WRITTEN EXERCISE 1
What was the Husky Hockey Club's record in Dayley and Harris's first season as coaches, according to the hockey article below?

EXCERPTED TEXT
=======
Copyright © 1999 The Seattle Times Company
Sports News : Wednesday, November 17, 1999
Power play: Two women lead the fiscally short-handed UW men's hockey team
by Tony Guadagnoli
Seattle Times sports staff
The shriek of a hockey coach's whistle stops play inside Olympicview Arena in Mountlake Terrace. The players, their jerseys soaked in sweat, their hair disheveled and their breathing labored, focus attention on the voices behind the whistles.
Those are no ordinary voices.
They belong to Coach Cindy Dayley and assistant coach Zoe Harris.
The women coach the Husky Hockey Club, the men's club team at the University of Washington. In their first season as coaches last year, Dayley and Harris guided the program, which gets $1,850 of its roughly $35,000 budget from the university, to 10 consecutive victories. Their team finished 11-6, its best finish in more than 10 years.
But their jobs as Husky Hockey Club coaches fell to Dayley, a Seattle native and loan underwriter, and Harris, a project manager for The Pacific Institute, by chance.
Nearly three years ago, both approached Athletic Director Barbara Hedges and expressed an interest in developing a women's hockey program at the UW. Dayley and Harris were met with a no-go on the women's team, but Hedges suggested they coach the men's club team. Her suggestion didn't take hold until a UW alumnus approached Dayley and Harris in summer 1998 about coaching the team after they had won a national women's in-line hockey championship.
Dayley and Harris expected to run into plenty of skepticism from the players.
"But to our surprise we were treated really well," Harris said.
"I can remember them saying, 'If you have something to teach, we have something to learn,' " said Dayley, who attended her first hockey game (the Seattle Totems) as a baby. "Gender never was brought up."
That is not lost on the players, who say the coaches are brilliant motivators.
"The level they coach at is so much higher than anything I've had," said Eli Troyke, a defenseman who played youth hockey in Spokane. "They know so much about the game."
Being coached by women is the least of this team's worries. Gender, you see, is easy. Equity is not.
Getting an afternoon game or practice time or paying for jerseys, those are the real problems. The team competes in the Pac-8, with all the Pac-10 schools except Arizona and Arizona State, and in Division II of the nonprofit American Collegiate Hockey Association and has a decent chance to make the Pac-8 playoffs in February in El Segundo, Calif. The UW is 3-3 and plays again on Friday against Northern Arizona.
Most of the Pac-8 teams are better funded and equipped and, because of geography, can play more games. Disney helps USC manage its $50,000 to $75,000 budget. The Husky team created its own logo and Web site and asks for a $5 "donation" for home games at Olympicview.
In addition to selling merchandise, the team participates in the university's development fund letter program, which helps attract sponsors and raise money. So far this season, they have raised about $1,500. Still, Dayley and Harris said the team will be $8,000 in debt by the end of January. And in a Catch-22, if the Huskies make the playoffs and must practice another month, it could double expenses.
=======
WRITTEN EXERCISE 2
Count the lines in the rows below that contain the string "mountain", with case counting, and give only the number.
=======
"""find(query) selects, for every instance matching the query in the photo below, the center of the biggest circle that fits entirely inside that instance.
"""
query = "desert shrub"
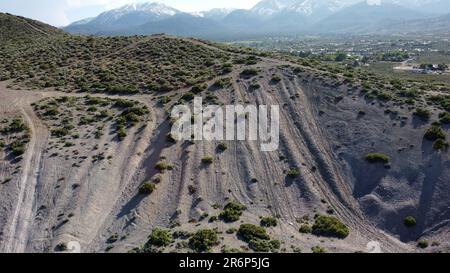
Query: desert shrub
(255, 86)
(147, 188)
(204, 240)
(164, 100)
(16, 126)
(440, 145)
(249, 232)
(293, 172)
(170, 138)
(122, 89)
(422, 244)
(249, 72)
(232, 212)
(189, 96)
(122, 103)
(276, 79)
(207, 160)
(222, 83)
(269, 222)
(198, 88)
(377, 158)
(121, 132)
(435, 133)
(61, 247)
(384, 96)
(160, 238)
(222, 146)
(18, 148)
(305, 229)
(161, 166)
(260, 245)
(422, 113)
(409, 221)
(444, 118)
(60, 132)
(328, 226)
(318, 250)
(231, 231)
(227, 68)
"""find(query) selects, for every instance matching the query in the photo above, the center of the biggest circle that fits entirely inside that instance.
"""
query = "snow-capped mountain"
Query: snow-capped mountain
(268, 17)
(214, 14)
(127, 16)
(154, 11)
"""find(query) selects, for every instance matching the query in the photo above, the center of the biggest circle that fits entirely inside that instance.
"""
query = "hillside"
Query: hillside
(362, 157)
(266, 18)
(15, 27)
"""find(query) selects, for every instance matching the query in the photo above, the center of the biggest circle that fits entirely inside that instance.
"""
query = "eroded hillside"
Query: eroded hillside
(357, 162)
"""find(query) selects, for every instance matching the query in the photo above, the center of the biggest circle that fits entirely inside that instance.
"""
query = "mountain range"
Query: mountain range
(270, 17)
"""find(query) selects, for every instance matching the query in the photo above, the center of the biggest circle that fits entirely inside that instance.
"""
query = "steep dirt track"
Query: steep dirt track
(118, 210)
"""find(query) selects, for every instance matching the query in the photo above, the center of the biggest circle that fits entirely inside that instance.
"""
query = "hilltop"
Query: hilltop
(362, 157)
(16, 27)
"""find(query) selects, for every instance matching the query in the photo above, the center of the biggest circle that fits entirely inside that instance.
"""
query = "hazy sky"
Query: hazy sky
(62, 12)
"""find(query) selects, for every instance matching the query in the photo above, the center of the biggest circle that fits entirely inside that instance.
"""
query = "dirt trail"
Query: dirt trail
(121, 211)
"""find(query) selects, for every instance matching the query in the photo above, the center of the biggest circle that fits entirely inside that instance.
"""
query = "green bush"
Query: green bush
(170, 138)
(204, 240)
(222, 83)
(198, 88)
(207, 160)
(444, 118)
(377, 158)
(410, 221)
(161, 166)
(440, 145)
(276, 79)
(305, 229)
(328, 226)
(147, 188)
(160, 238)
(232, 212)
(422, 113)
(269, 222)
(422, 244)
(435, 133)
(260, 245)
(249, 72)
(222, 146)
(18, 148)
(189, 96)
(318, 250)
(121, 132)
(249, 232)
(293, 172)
=======
EXERCISE RESPONSE 1
The team finished 11-6.

EXERCISE RESPONSE 2
4